● **Exercise brief**:
Continue the notes on Python iterators, starting right after the last line shown.

● **Text block**:
Iterators are objects that implement the `__iter__` and `__next__` methods.

The `__iter__` method of an iterator just returns itself.

Once we fully iterate over an iterator, the iterator is **exhausted** and we can no longer use it for iteration purposes.

The way Python applies a `for` loop to an iterator object is basically what we saw with the `while` loop and the `StopIteration` exception.

In [None]:
sq = Squares(5)
while True:
    try:
        print(next(sq))
    except StopIteration:
        break

0
1
4
9
16


In [None]:
class Squares:
    def __init__(self, length):
        self.length = length
        self.i = 0
        
    def __iter__(self):
        print('calling __iter__')
        return self
    
    def __next__(self):
        print('calling __next__')
        if self.i >= self.length:
            print('About to raise StopIteration Exception')
            raise StopIteration
        else:
            result = self.i ** 2
            self.i += 1
            return result

In [None]:
sq = Squares(5)

for i in sq:
    print(i)

calling __iter__
calling __next__
0
calling __next__
1
calling __next__
4
calling __next__
9
calling __next__
16
calling __next__
About to raise StopIteration Exception


In [None]:
sq = Squares(5)
[item for item in sq if item%2==0]

calling __iter__
calling __next__
calling __next__
calling __next__
calling __next__
calling __next__
calling __next__
About to raise StopIteration Exception


[0, 4, 16]

In [None]:
sq = Squares(5)
list(enumerate(sq))

calling __iter__
calling __next__
calling __next__
calling __next__
calling __next__
calling __next__
calling __next__
About to raise StopIteration Exception


[(0, 0), (1, 1), (2, 4), (3, 9), (4, 16)]

In [None]:
sq = Squares(5)
sorted(sq, reverse=True)

calling __iter__
calling __next__
calling __next__
calling __next__
calling __next__
calling __next__
calling __next__
About to raise StopIteration Exception


[16, 9, 4, 1, 0]

Why is `__iter__` being called? After all, it just returns itself!

That's the topic of the next lecture!

But let's see how we can mimic what Python is doing:

In [None]:
sq = Squares(5)
sq_iterator = iter(sq)
print(id(sq), id(sq_iterator))
while True:
    try:
        item = next(sq_iterator)
        print(item)

● **Entries provided**:

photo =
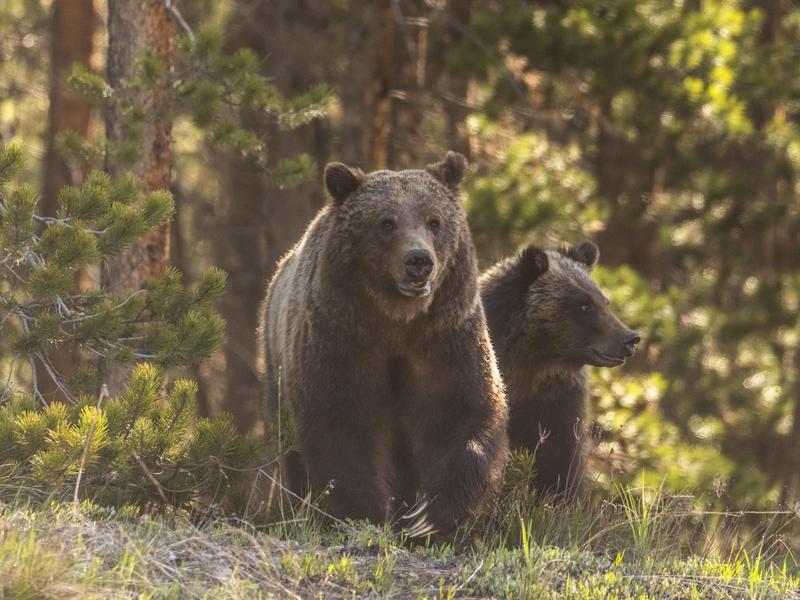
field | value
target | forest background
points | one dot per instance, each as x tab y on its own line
666	131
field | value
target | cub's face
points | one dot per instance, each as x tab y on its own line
565	309
399	230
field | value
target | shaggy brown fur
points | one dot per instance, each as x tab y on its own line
548	320
376	340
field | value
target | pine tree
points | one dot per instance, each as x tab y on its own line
144	446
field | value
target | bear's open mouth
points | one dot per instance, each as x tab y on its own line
416	289
606	360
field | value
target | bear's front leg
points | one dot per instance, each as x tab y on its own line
461	441
338	442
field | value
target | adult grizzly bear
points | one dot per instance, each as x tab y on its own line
547	321
377	342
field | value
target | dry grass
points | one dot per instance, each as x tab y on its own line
628	550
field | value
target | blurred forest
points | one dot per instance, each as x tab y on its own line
668	131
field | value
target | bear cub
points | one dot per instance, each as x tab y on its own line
376	340
548	321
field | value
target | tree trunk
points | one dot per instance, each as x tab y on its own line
261	221
452	88
71	41
133	27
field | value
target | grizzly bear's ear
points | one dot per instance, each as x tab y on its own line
533	263
341	181
450	171
585	253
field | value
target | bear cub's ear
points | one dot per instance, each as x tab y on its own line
533	263
341	180
585	253
450	171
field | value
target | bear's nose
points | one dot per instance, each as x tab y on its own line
630	342
419	264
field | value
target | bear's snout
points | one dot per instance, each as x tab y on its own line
419	265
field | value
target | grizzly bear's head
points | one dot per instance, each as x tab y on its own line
566	317
399	231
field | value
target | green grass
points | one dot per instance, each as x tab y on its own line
641	544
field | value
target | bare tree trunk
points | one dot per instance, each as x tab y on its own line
262	222
448	32
408	76
71	41
133	27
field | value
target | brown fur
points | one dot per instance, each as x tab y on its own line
395	399
548	321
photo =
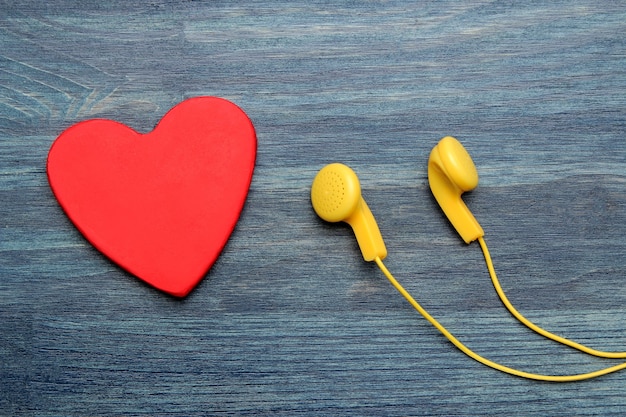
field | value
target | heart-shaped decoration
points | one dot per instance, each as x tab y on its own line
162	205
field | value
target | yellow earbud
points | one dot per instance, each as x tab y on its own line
336	196
451	172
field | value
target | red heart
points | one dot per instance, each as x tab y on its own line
163	204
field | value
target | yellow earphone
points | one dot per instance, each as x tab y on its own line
336	196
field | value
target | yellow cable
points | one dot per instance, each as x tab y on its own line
477	357
532	326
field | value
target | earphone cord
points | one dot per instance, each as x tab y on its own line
532	326
477	357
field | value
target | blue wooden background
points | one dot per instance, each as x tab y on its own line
291	320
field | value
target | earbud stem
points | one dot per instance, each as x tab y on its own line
367	232
448	195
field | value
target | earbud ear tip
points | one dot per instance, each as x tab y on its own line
335	192
458	163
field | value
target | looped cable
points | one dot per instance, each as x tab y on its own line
477	357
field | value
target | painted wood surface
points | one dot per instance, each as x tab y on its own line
290	320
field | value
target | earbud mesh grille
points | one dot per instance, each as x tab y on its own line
329	192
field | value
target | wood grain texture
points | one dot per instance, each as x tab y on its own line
290	320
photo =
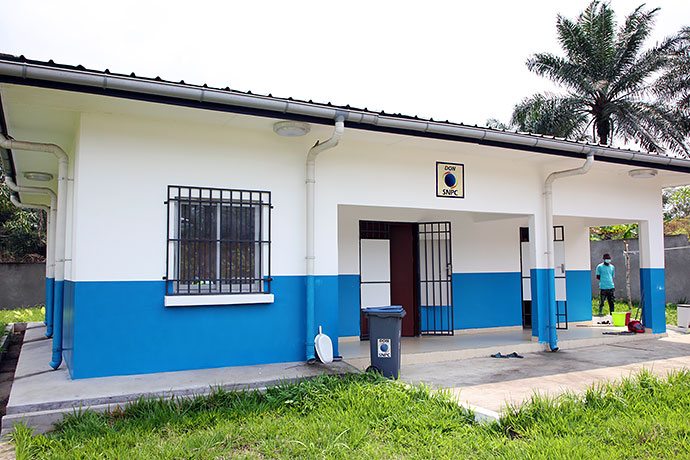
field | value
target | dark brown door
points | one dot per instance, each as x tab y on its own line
403	279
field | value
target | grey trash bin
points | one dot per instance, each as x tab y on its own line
384	339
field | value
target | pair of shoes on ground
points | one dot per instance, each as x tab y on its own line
512	355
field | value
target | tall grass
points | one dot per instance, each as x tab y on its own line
367	417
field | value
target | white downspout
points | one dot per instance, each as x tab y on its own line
60	231
311	183
548	203
50	241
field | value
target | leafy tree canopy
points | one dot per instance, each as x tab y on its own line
22	232
612	85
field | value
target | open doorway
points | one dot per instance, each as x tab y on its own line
408	264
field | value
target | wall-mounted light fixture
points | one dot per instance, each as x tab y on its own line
291	128
643	173
38	176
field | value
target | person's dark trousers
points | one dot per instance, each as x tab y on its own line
608	295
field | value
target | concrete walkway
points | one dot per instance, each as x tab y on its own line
493	383
41	396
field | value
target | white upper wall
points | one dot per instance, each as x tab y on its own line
125	163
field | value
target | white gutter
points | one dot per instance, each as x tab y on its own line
133	84
548	204
19	204
311	183
60	231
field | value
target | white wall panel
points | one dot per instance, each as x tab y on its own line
376	260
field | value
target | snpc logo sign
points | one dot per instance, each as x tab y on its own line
450	180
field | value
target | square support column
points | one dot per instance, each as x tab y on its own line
543	285
652	285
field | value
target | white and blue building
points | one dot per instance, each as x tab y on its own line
195	227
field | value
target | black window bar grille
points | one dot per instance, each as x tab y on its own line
219	241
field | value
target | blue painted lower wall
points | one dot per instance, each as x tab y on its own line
348	305
578	285
653	289
120	328
123	327
483	300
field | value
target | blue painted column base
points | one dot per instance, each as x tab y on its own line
57	319
652	287
50	291
544	306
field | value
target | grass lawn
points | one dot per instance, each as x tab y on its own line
671	309
367	417
21	315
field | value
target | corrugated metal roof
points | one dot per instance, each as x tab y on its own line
80	67
156	89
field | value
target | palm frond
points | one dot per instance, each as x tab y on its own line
561	71
652	125
560	116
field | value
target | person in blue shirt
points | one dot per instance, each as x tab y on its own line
605	274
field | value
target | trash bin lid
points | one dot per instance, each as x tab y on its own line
393	311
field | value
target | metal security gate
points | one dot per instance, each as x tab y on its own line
559	277
435	279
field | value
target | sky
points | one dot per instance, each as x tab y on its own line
456	60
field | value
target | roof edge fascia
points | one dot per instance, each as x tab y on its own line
156	90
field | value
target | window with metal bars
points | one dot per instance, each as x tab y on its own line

● **Reply**:
    except StopIteration:
        break

calling __iter__
140067580573712 140067580573712
calling __next__
0
calling __next__
1
calling __next__
4
calling __next__
9
calling __next__
16
calling __next__
About to raise StopIteration Exception


### Iterators and Iterables

Previously we saw that we could create **iterator** objects by simply implementing:

* a `__next__` method that returns the next element in the container
* an `__iter__` method that just returns the object itself (the iterator object)

In [None]:
class Cities:
    def __init__(self):
        self._cities = ['Paris', 'Berlin', 'Rome', 'Madrid', 'London']
        self._index = 0
    
    def __iter__(self):
        return self
    
    def __next__(self):
        if self._index >= len(self._cities):
            raise StopIteration
        else:
            item = self._cities[self._index]
            self._index += 1
            return item

In [None]:
cities = Cities()
list(enumerate(cities))

[(0, 'Paris'), (1, 'Berlin'), (2, 'Rome'), (3, 'Madrid'), (4, 'London')]

In [None]:
cities=Cities()
[item.upper() for item in cities]

['PARIS', 'BERLIN', 'ROME', 'MADRID', 'LONDON']

In [None]:
cities=Cities()
sorted(cities)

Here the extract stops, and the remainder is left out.